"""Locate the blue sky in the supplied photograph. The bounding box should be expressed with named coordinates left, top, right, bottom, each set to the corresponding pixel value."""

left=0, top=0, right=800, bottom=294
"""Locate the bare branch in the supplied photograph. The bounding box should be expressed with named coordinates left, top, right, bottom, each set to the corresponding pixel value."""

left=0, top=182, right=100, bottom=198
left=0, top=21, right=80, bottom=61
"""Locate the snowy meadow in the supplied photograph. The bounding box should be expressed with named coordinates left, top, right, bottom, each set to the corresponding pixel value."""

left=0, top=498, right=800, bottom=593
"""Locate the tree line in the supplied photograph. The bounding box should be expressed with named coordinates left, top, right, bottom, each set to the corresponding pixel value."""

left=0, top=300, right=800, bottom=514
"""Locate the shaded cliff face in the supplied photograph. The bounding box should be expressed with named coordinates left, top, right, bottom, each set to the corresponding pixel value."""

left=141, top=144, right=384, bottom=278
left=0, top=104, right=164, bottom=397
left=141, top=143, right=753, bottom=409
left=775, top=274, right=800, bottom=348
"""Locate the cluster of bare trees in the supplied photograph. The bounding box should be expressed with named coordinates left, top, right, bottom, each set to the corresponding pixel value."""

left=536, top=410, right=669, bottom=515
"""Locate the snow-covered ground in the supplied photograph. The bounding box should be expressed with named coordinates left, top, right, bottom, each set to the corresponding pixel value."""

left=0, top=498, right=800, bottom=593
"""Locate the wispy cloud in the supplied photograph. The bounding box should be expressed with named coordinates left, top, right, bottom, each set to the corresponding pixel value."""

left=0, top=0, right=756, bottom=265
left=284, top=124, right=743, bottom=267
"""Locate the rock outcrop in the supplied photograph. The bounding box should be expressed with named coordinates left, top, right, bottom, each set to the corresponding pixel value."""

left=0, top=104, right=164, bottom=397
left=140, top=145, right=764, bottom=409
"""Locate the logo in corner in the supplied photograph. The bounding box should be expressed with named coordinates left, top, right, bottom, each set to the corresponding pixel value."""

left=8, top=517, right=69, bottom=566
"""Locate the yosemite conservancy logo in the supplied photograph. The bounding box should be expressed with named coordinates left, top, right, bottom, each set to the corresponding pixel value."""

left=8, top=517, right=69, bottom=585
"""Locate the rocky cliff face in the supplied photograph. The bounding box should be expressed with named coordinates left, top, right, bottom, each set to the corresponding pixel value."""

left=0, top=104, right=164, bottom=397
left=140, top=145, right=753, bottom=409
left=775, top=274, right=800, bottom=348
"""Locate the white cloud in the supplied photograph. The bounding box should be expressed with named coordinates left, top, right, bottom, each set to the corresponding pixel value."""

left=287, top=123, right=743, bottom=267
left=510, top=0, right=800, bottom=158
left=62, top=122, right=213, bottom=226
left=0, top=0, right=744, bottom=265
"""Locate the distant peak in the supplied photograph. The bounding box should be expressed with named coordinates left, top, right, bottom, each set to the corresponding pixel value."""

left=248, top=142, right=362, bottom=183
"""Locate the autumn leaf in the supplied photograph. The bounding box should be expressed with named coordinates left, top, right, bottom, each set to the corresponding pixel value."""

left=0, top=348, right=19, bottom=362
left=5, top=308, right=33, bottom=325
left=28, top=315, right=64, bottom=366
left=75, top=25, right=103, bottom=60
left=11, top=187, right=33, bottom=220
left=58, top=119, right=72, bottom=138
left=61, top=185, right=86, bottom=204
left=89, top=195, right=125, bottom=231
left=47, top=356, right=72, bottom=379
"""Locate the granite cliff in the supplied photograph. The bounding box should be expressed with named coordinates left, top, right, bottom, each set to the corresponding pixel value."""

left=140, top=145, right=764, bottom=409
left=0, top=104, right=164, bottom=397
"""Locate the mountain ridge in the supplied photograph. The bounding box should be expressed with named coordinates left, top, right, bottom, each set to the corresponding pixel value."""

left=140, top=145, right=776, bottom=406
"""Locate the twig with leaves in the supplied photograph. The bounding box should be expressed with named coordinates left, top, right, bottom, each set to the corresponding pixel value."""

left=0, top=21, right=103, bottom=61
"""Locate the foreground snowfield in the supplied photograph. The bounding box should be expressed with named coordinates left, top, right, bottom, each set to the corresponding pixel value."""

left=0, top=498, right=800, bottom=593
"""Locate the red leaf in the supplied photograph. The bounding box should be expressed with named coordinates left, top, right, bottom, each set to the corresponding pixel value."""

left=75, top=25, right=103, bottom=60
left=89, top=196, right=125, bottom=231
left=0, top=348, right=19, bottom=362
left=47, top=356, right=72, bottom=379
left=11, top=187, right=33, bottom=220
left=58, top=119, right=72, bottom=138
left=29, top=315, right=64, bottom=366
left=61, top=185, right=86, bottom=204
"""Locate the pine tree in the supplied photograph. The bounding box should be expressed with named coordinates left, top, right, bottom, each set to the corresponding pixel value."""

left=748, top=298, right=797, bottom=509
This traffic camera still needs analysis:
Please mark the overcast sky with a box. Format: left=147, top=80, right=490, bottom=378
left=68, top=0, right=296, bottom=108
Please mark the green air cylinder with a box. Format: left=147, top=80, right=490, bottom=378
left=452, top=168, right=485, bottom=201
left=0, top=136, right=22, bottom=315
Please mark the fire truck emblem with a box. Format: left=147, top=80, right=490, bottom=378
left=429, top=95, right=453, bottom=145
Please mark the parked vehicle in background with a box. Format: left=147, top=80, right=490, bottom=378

--------

Given request:
Please select every line of the listing above that contains the word "leaf" and copy each one out.

Solution:
"""Locate the autumn leaf in the supplied photograph. The bounding box should be expressed with named coordinates left, top, right, bottom, each set to the corresponding pixel value."""
"""Locate the red leaf in the supplied photograph. The bounding box should be expressed with named coordinates left, top, right, bottom, each set to the corresponding pixel value."""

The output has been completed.